Things are about to get weird, so be on your avant-garde. Welcome to and today we’ll be counting down the Top 10 Trippy Video Games.

#10: "Proteus" (2013)

Let's start this off with a game that does trippy in a tame way. Proteus takes place on a serene island with colorful, natural settings and wildlife. Unlike most if not nearly all video games, there is no real objective except to explore the island. The entire world is a colorful cornucopia of pixelated graphics with somber yet dulcet music accompanying it. This music changes when the nameless first-person playable character is near certain items and animals. Days pass in a matter of minutes and seasons change when heading toward an ominous, scattered white light. The island is randomly generated with every new play-through so players will never have the same experience twice.

#9: "Feel the Magic: XY/XX" (2004)

Oh love, making people do crazy things since forever. Feel the Magic stars a guy trying to get noticed by a woman he fell for at first sight. Joining the Super Performance Group, the Rub Rabbits, he'll do anything to be with her. In this case, anything involves odd challenges in the form of insane mini-games. Fortunately, the Rub Rabbits have the perfect strategy, “Rub It". That's right no matter if he faces a herd of bulls, a pack of scorpions, a swarm of bees, a giant snake, or a damp dress, just rub it.

#8: "The Stanley Parable" (2013)

• Brief 1
Reproduce word for word the part of the countdown starting at "Let's start this" and ending at "same experience twice.".
• Brief 2
Answer these questions using the countdown:
(a) In Proteus, what causes the seasons to change?
(b) Which group does the main character of Feel the Magic join?
(c) What year is listed beside The Stanley Parable?
The records that come after this are separate material with no connection to the countdown above.

• Listed entries
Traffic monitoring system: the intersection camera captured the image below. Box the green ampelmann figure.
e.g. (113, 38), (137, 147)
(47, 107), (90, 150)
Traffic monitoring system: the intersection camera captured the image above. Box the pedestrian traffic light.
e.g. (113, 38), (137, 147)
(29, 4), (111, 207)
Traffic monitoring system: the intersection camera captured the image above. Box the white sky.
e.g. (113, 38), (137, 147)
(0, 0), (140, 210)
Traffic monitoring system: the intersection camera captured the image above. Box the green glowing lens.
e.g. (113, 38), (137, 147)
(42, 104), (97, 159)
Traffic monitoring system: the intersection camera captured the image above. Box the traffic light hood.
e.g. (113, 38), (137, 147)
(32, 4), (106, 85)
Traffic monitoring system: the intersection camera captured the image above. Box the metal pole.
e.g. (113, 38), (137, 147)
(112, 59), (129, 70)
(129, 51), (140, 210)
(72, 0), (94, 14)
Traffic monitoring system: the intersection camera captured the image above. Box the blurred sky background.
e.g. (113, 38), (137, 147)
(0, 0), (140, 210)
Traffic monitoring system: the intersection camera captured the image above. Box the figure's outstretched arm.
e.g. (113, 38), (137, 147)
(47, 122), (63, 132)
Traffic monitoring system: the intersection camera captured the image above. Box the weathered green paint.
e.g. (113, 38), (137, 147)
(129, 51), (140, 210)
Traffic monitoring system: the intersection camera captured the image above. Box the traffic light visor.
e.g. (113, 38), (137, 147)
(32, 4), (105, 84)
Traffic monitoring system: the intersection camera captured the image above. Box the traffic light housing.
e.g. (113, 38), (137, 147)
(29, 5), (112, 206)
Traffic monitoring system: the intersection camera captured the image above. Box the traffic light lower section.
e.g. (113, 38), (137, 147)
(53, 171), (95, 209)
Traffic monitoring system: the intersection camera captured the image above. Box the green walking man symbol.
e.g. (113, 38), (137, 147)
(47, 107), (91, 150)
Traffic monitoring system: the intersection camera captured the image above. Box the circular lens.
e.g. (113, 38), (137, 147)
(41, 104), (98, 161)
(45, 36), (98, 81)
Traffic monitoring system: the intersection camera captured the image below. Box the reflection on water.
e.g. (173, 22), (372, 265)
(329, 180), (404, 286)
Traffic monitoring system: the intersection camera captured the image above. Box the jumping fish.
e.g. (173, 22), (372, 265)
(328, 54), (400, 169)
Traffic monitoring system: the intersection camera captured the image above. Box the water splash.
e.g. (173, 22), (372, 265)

• Written answer 1
Let's start this off with a game that does trippy in a tame way. Proteus takes place on a serene island with colorful, natural settings and wildlife. Unlike most if not nearly all video games, there is no real objective except to explore the island. The entire world is a colorful cornucopia of pixelated graphics with somber yet dulcet music accompanying it. This music changes when the nameless first-person playable character is near certain items and animals. Days pass in a matter of minutes and seasons change when heading toward an ominous, scattered white light. The island is randomly generated with every new play-through so players will never have the same experience twice.

• Written answer 2
(a) Heading toward an ominous, scattered white light.
(b) The Super Performance Group, the Rub Rabbits.
(c) 2013.